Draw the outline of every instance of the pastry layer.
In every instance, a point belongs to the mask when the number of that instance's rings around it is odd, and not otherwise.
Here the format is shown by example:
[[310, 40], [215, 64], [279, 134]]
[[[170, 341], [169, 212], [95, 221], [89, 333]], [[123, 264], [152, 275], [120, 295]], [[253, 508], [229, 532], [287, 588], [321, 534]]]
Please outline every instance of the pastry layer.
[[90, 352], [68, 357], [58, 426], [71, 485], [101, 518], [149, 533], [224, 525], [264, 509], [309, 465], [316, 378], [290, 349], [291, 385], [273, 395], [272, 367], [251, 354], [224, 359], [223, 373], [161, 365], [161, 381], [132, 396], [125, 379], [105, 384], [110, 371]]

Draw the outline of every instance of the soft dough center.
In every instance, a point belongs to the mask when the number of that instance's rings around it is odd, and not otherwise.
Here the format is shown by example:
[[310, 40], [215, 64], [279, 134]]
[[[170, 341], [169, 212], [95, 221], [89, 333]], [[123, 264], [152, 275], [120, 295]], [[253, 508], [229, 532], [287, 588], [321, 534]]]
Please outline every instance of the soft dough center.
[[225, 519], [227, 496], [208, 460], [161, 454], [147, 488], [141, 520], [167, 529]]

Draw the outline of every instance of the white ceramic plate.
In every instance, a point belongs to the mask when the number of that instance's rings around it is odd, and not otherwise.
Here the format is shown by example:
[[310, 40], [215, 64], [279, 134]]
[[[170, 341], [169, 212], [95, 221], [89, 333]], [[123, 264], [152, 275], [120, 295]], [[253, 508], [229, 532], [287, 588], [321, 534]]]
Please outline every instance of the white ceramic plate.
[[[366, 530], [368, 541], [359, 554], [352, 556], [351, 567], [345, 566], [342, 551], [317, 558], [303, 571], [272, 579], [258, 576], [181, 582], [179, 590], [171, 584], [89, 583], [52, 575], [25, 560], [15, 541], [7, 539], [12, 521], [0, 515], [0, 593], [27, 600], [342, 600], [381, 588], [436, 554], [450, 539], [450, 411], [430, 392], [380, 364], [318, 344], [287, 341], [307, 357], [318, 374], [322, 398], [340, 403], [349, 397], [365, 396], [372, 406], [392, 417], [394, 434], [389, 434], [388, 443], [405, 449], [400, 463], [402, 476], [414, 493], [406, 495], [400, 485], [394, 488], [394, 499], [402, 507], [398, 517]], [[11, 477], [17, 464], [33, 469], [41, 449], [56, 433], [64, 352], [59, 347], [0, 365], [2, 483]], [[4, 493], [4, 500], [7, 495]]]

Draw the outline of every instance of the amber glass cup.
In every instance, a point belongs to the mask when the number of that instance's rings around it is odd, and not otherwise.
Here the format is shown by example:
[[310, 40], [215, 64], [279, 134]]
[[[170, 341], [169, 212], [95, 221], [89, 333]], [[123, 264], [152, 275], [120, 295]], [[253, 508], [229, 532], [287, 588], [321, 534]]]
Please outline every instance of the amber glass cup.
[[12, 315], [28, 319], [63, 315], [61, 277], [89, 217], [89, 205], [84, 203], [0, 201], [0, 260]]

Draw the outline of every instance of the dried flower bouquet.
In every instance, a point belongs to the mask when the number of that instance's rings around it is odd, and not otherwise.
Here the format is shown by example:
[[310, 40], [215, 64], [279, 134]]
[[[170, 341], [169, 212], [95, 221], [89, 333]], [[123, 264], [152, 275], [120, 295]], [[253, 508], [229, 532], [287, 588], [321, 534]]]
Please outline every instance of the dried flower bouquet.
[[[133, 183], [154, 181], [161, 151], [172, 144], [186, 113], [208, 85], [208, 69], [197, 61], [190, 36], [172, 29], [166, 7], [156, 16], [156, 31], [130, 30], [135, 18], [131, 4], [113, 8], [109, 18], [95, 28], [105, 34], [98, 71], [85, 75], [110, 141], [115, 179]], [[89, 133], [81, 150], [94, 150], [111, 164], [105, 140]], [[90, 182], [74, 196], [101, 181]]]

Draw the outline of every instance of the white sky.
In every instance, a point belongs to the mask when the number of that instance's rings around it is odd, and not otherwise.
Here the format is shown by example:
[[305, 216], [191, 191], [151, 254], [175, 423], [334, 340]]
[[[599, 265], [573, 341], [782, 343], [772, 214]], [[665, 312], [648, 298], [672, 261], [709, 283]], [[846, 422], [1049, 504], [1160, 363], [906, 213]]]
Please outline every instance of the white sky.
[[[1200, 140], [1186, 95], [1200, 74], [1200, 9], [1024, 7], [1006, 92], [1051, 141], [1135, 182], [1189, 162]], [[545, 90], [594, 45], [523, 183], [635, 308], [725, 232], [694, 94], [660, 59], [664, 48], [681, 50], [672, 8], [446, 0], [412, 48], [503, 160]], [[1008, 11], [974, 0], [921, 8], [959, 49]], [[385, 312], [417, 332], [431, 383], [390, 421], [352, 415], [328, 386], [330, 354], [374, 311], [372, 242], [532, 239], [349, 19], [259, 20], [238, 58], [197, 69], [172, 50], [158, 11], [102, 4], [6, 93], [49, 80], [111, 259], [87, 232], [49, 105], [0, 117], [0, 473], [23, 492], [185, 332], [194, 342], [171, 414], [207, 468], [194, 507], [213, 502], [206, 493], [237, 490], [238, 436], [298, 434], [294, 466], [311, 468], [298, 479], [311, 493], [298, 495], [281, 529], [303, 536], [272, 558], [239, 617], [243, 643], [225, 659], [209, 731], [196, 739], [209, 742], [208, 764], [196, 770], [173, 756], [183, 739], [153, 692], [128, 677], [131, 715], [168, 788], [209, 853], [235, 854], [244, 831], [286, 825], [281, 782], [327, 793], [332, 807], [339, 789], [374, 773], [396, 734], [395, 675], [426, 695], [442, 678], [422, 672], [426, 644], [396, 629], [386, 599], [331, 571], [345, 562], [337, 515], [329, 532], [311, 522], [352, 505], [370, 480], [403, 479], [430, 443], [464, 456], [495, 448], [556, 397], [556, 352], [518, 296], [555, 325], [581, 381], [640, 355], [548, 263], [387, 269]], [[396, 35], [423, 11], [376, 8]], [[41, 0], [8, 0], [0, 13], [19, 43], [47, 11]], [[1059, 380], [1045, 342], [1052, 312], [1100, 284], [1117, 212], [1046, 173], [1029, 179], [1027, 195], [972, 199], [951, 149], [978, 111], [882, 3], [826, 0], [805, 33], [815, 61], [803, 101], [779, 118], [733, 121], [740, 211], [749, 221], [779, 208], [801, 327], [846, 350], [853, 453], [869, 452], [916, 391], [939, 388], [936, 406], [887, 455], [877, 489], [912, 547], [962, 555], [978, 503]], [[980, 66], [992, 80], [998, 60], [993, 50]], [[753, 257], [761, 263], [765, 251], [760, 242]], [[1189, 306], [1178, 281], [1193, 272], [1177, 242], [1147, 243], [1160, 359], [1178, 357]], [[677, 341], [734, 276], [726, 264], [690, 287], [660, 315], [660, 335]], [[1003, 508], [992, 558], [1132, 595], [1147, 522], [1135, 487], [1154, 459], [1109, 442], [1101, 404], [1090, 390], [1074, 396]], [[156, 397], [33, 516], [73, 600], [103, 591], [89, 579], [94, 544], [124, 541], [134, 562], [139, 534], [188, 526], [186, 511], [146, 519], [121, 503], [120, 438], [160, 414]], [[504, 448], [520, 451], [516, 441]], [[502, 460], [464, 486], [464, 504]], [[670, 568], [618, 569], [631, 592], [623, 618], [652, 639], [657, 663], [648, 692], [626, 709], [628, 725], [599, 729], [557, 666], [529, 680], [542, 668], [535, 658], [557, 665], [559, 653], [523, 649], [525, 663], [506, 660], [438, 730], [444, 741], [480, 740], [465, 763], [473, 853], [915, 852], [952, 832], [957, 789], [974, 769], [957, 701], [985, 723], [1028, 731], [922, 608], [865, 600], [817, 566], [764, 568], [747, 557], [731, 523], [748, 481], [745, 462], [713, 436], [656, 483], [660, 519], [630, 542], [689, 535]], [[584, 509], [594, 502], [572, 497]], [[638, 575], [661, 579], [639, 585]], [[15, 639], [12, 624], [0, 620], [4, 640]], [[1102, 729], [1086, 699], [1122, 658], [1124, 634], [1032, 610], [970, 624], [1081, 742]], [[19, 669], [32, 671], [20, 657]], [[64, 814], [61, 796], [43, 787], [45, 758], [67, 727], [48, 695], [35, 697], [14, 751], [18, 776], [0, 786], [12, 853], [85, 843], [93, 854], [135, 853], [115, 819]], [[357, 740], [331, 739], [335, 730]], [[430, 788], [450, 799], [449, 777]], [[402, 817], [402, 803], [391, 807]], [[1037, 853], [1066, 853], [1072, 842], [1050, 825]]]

* * *

Exercise prompt:
Lines above with the word "Draw" should be counted, and the reply is that count alone.

Problem solution:
6